=== STATED PROBLEM ===
Set down the full listing exactly, character for character.

━━ GIVEN INFORMATION ━━

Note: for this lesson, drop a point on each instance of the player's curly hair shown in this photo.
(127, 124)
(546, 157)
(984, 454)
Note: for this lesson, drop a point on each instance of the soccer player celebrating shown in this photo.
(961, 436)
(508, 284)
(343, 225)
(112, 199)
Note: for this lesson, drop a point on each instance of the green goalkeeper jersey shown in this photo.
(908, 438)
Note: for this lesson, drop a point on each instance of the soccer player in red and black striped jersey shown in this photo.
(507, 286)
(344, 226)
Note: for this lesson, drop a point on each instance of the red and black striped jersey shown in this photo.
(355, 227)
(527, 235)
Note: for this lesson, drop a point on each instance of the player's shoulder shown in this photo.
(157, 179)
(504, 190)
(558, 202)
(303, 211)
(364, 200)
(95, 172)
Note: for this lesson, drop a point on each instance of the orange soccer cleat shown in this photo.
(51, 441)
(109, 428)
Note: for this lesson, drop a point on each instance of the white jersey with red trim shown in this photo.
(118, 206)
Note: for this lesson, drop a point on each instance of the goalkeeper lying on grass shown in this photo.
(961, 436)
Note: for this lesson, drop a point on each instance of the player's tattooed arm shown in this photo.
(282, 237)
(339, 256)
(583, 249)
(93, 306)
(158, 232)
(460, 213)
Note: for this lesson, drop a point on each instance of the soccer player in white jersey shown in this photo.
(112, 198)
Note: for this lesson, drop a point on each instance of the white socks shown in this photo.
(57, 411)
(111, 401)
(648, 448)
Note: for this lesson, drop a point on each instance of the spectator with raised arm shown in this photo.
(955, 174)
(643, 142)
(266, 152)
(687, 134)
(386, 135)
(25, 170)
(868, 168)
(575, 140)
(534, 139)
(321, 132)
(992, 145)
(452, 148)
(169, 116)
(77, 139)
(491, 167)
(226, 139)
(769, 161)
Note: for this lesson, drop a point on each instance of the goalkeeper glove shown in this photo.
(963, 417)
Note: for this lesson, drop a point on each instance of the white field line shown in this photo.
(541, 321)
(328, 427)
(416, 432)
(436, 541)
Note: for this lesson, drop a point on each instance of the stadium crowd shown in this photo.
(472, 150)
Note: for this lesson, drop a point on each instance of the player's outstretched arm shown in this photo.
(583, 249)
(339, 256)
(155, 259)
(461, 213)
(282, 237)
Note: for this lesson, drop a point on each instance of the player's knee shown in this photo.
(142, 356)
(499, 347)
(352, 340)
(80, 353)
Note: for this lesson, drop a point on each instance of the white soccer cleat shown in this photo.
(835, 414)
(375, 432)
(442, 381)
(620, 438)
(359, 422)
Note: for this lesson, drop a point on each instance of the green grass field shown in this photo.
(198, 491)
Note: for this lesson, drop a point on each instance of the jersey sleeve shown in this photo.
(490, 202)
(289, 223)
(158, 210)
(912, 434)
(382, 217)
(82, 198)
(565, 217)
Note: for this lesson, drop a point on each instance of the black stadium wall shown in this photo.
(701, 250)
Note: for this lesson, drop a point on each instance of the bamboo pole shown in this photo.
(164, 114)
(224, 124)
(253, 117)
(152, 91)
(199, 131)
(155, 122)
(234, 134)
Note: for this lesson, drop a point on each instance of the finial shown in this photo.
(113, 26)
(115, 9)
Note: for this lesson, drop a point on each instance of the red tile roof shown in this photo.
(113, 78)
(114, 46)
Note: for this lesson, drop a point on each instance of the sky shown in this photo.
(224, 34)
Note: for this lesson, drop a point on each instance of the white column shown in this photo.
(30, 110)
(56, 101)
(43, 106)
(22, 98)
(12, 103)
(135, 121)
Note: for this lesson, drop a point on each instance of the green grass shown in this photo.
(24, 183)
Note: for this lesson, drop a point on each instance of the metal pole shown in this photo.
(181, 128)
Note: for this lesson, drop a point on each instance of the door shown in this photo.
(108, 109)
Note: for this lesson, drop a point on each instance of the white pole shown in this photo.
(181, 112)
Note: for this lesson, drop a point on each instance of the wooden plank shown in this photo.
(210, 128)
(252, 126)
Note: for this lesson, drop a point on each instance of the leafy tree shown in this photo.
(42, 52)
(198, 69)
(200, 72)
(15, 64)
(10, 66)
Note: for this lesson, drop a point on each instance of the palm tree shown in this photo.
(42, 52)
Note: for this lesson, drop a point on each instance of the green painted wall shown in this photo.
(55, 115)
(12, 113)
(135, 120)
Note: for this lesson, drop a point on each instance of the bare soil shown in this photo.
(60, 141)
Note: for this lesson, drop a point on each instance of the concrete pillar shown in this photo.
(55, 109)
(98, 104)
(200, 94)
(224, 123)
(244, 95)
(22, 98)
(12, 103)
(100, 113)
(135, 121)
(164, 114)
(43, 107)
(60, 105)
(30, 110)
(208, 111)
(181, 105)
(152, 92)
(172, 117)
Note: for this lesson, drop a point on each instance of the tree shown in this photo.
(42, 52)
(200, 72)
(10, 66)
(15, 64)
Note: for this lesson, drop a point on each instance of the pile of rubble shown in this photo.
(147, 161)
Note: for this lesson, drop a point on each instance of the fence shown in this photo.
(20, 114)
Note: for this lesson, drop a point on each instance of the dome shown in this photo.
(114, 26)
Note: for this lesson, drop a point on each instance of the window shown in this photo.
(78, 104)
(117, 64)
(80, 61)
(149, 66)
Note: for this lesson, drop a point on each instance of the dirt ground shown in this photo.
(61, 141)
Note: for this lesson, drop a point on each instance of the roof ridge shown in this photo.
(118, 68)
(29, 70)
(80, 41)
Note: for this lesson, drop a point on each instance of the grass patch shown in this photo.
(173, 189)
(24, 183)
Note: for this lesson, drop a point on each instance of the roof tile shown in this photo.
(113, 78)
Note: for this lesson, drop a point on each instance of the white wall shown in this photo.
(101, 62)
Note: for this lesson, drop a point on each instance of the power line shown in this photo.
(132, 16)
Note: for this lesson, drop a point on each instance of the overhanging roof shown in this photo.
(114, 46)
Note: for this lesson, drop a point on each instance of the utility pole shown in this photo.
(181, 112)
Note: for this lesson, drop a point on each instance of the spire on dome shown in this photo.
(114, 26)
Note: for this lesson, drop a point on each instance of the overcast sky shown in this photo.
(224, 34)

━━━

=== EXERCISE RESPONSE ===
Note: for this lesson, drop a point on each instance of the player's curly hair shown in this photo.
(127, 124)
(546, 157)
(984, 454)
Note: for this lesson, drop a point on each instance of the soccer player celebrating shown in this photo.
(961, 436)
(508, 284)
(343, 225)
(112, 199)
Note: for this lesson, drop a point on each instance of the green goalkeeper jersey shown in this photo.
(908, 438)
Note: for this lesson, drop a point on each instance of the soccer player in red and black striped jersey shown in this photo.
(507, 286)
(344, 226)
Note: for this lesson, drop a point on each instance of the red and black striped jersey shown in this photo.
(355, 227)
(527, 235)
Note: for this lesson, drop a point on each instance of the player's shoulder shown in this photo.
(157, 179)
(504, 190)
(558, 202)
(303, 211)
(364, 200)
(95, 172)
Note: for this lesson, drop a point on each instance of the orange soccer cleat shown in this photo.
(51, 441)
(109, 428)
Note: for this lesson, drop a point on each instance of the white jersey with red trim shown in this photo.
(118, 206)
Note: for this lesson, drop a point on each instance of the goalkeeper lying on grass shown in this photo.
(961, 436)
Note: for this lesson, drop a point on each instance of the player's tattooed arm shown in this photo.
(282, 237)
(339, 256)
(583, 249)
(93, 306)
(158, 232)
(460, 213)
Note: for this lesson, drop a point on each instance of the soccer player in white jersey shown in this photo.
(112, 198)
Note: for this lesson, drop a point on each instance of the white socks shown in this photo.
(57, 411)
(111, 401)
(648, 448)
Note: for this lesson, drop a point on each instance of the spectator with raised arm shown in this photo.
(955, 174)
(643, 142)
(266, 152)
(687, 134)
(386, 135)
(25, 170)
(868, 168)
(575, 140)
(534, 139)
(321, 132)
(992, 145)
(452, 148)
(169, 116)
(77, 139)
(491, 167)
(226, 139)
(769, 161)
Note: for this lesson, drop a point on each instance of the goalkeeper glove shown in this photo.
(963, 417)
Note: for this lesson, drop a point on each instance of the white field line shown in this photo.
(541, 321)
(328, 427)
(416, 432)
(436, 541)
Note: for this lesson, drop a point on each instance of the stadium crowd shown in this photo.
(472, 150)
Note: for this lesson, drop a point on each instance of the player's outstretched arm shown in this photo.
(583, 249)
(339, 256)
(155, 259)
(461, 213)
(282, 237)
Note: for this lesson, drop a point on each instance of the player's knee shown in this photo.
(142, 356)
(499, 347)
(352, 340)
(80, 353)
Note: for this lesson, drop a point on each instance of the white soccer cleat shown in this photo.
(835, 414)
(375, 432)
(442, 381)
(620, 438)
(359, 422)
Note: for this lesson, drop a point on each instance of the green grass field shown in this photo.
(198, 491)
Note: for this lesson, drop a point on each instance of the jersey sleeve shown in this photo.
(490, 202)
(289, 223)
(158, 210)
(912, 434)
(382, 217)
(82, 198)
(565, 217)
Note: for this lesson, drop a point on each instance of the black stadium wall shown in this photo.
(701, 250)
Note: for this lesson, drop a point on each instance of the bamboo pole shown in this photo.
(164, 114)
(224, 124)
(253, 117)
(152, 91)
(199, 131)
(155, 122)
(234, 134)
Note: for this lesson, drop a point on each instance of the finial shown in this photo.
(113, 26)
(115, 9)
Note: for this lesson, drop a point on each instance of the red tile roof shown in this photo.
(113, 78)
(114, 46)
Note: for this lesson, drop a point on each instance of the sky shown in this photo.
(224, 34)
Note: for this lesson, drop a point on each instance of the white column shown in this photo.
(30, 110)
(56, 101)
(43, 106)
(22, 98)
(12, 103)
(135, 121)
Note: for this lesson, drop a point on each instance of the green grass shown in this photo.
(24, 183)
Note: for this lesson, drop a point on each instance of the metal pole shown in this photo.
(181, 128)
Note: for this lesson, drop a point on each instance of the door shown in this photo.
(108, 109)
Note: for this lesson, drop a point on each instance of the white pole shown in this photo.
(181, 112)
Note: for this lesson, drop a point on each instance of the wooden plank shown in this photo.
(210, 128)
(252, 126)
Note: for this lesson, drop a point on each instance of the leafy tree shown in this photo.
(42, 52)
(198, 69)
(200, 72)
(15, 64)
(10, 66)
Note: for this lesson, drop a point on each instance of the palm tree shown in this photo.
(42, 52)
Note: for this lesson, drop a point on each instance of the green painted wall shown in this photo.
(55, 115)
(12, 113)
(135, 120)
Note: for this lesson, drop a point on each instance of the bare soil shown in this photo.
(60, 141)
Note: for this lesson, drop a point on each instance of the concrete pillar shown in this photo.
(55, 109)
(98, 104)
(200, 94)
(224, 123)
(244, 95)
(22, 98)
(12, 103)
(100, 113)
(135, 121)
(164, 114)
(43, 107)
(60, 105)
(30, 110)
(208, 111)
(181, 105)
(152, 92)
(172, 117)
Note: for this lesson, drop a point on each instance of the tree shown in this photo.
(42, 52)
(200, 72)
(10, 66)
(15, 64)
Note: for this lesson, drop a point on each instance of the pile of rubble shown in this photo.
(147, 161)
Note: for this lesson, drop a point on each instance of the fence shown in this photo.
(20, 114)
Note: for this lesson, drop a point on each instance of the dome shown in this photo.
(114, 26)
Note: for this lesson, drop a point on each instance of the window shown in this photo.
(78, 104)
(117, 64)
(80, 61)
(149, 66)
Note: for this lesson, drop a point on each instance of the dirt ground shown in this photo.
(61, 141)
Note: for this lesson, drop a point on each instance of the roof ridge shown in this photo.
(118, 68)
(29, 70)
(80, 41)
Note: for this lesson, drop a point on each instance of the grass patch shown in this photo.
(173, 189)
(24, 183)
Note: for this lesson, drop a point on each instance of the roof tile shown in this photo.
(113, 78)
Note: for this lesson, drop a point on each instance of the white wall shown in this photo.
(101, 62)
Note: for this lesson, drop a point on each instance of the power line shown in this photo.
(132, 16)
Note: for this lesson, drop a point on each instance of the overhanging roof shown in this photo.
(114, 46)
Note: for this lesson, drop a point on each instance of the utility pole shown in this photo.
(181, 112)
Note: for this lesson, drop a point on each instance of the spire on dome shown in this photo.
(114, 26)
Note: for this lesson, drop a point on each instance of the overcast sky shown in this photo.
(224, 34)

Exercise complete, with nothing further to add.